** START **
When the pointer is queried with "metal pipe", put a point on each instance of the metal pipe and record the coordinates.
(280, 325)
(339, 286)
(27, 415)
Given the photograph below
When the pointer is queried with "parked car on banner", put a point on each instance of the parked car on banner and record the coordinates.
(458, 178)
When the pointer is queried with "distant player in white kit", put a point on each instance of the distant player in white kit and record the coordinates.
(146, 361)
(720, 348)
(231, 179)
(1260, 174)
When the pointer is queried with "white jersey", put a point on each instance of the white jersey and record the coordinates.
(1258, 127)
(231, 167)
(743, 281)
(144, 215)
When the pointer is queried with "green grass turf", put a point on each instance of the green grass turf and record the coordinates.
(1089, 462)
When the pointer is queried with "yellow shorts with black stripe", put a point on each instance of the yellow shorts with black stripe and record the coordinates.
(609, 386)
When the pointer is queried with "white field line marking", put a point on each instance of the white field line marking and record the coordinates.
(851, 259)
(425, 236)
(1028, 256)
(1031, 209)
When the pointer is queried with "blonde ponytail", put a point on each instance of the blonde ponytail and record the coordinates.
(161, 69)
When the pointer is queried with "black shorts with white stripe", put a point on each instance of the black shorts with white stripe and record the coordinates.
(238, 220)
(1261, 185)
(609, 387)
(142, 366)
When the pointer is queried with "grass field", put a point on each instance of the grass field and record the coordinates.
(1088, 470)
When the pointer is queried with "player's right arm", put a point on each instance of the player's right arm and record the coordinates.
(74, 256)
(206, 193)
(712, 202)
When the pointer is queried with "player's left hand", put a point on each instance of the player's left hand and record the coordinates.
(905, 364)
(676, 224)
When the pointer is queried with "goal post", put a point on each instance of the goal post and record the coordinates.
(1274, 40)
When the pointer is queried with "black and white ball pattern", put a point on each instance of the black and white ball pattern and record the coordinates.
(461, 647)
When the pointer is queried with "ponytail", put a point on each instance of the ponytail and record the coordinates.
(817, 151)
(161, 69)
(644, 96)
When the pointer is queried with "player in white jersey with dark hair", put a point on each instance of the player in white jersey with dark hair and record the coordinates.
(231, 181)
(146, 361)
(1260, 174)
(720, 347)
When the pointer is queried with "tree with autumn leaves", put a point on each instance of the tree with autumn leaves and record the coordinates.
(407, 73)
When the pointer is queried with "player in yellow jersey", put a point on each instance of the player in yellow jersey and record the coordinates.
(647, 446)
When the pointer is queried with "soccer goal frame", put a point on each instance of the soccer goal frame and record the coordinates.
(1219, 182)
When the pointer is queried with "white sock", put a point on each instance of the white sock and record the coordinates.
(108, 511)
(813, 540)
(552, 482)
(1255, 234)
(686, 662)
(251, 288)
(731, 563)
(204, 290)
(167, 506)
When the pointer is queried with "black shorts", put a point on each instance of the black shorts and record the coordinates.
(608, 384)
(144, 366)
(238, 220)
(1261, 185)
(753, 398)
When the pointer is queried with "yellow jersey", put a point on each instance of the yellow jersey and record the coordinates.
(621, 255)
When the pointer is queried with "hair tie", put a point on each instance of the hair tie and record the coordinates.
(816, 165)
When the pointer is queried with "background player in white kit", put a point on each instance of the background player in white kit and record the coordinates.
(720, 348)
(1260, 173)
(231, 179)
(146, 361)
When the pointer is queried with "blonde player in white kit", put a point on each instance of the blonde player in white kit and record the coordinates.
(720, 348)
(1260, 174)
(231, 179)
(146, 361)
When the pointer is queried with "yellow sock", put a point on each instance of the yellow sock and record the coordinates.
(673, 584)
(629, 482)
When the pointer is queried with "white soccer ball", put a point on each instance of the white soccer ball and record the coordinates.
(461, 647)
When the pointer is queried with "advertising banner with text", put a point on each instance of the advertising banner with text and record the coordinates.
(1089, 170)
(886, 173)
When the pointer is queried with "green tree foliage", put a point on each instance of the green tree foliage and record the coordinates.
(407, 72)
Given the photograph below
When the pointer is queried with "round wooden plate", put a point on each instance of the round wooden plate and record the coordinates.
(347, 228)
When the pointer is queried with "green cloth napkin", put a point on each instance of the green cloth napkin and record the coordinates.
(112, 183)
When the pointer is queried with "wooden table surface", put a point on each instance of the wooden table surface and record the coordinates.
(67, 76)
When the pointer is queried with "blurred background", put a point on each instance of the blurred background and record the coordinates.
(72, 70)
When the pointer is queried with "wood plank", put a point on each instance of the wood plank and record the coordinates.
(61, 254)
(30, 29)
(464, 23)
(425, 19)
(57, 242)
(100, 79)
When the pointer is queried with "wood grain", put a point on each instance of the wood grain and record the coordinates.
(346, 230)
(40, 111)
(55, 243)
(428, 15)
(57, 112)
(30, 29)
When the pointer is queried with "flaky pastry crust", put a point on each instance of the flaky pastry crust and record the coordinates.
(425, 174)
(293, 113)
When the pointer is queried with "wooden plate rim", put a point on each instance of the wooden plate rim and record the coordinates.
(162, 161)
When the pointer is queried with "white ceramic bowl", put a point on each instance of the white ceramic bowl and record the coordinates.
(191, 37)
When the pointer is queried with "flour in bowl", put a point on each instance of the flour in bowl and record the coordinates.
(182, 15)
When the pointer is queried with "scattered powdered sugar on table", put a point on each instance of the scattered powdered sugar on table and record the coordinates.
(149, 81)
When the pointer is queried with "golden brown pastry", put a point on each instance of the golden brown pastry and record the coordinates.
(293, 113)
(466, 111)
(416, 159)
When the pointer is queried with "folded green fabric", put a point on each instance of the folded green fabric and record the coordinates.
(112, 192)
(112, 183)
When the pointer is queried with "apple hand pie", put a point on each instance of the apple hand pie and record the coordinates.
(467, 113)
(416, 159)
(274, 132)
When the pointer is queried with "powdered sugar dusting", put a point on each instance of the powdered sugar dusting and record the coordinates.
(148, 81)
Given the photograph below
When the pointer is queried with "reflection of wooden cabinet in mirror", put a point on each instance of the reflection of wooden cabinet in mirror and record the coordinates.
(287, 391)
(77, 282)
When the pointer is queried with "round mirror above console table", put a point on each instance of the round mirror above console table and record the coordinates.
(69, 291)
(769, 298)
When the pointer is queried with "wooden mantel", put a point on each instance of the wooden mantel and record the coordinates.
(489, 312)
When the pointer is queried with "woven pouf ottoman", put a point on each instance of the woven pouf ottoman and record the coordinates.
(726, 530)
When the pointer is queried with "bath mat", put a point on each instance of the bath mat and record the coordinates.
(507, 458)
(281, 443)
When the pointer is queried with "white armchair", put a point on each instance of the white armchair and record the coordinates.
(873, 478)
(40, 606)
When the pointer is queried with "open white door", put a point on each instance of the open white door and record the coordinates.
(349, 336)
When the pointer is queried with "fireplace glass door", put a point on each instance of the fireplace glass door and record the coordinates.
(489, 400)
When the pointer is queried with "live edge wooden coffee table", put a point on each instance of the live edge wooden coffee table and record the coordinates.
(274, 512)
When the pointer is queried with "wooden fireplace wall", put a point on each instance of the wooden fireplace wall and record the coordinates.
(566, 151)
** END **
▸ **EXERCISE AIM**
Transcribe word for word the lines from the one holding "console table and record the coordinates." to the last line of the listing above, inclusive.

▸ **EXERCISE ANSWER**
When the pointer is queried with "round mirror above console table", put a point on each instance of the round mirror above console table and record the coordinates.
(69, 291)
(769, 298)
When the pointer is queried with "wooden mantel", put a point on each instance of the wooden mantel and record the coordinates.
(489, 312)
When the pointer is queried with "woven pouf ottoman", put a point on each instance of the woven pouf ottoman and record the coordinates.
(726, 530)
When the pointer is queried with "bath mat", put a point on each instance of the bath mat and record the coordinates.
(507, 458)
(281, 443)
When the pointer is queried with "white armchair", put a point on each instance of the white armchair and record the coordinates.
(873, 478)
(40, 606)
When the pointer is queried with "open white door", put a point on each instance of the open white door and record the coordinates.
(349, 336)
When the pointer is queried with "fireplace glass door", put a point on each instance of the fireplace glass door and record the coordinates.
(489, 400)
When the pointer is queried with "live edge wooden coffee table", put a point on each instance of the live edge wooden coffee table and record the coordinates.
(274, 512)
When the pointer is queried with "wooden fireplace wall", put a point on each instance of the wooden fireplace wall and record the coordinates.
(566, 151)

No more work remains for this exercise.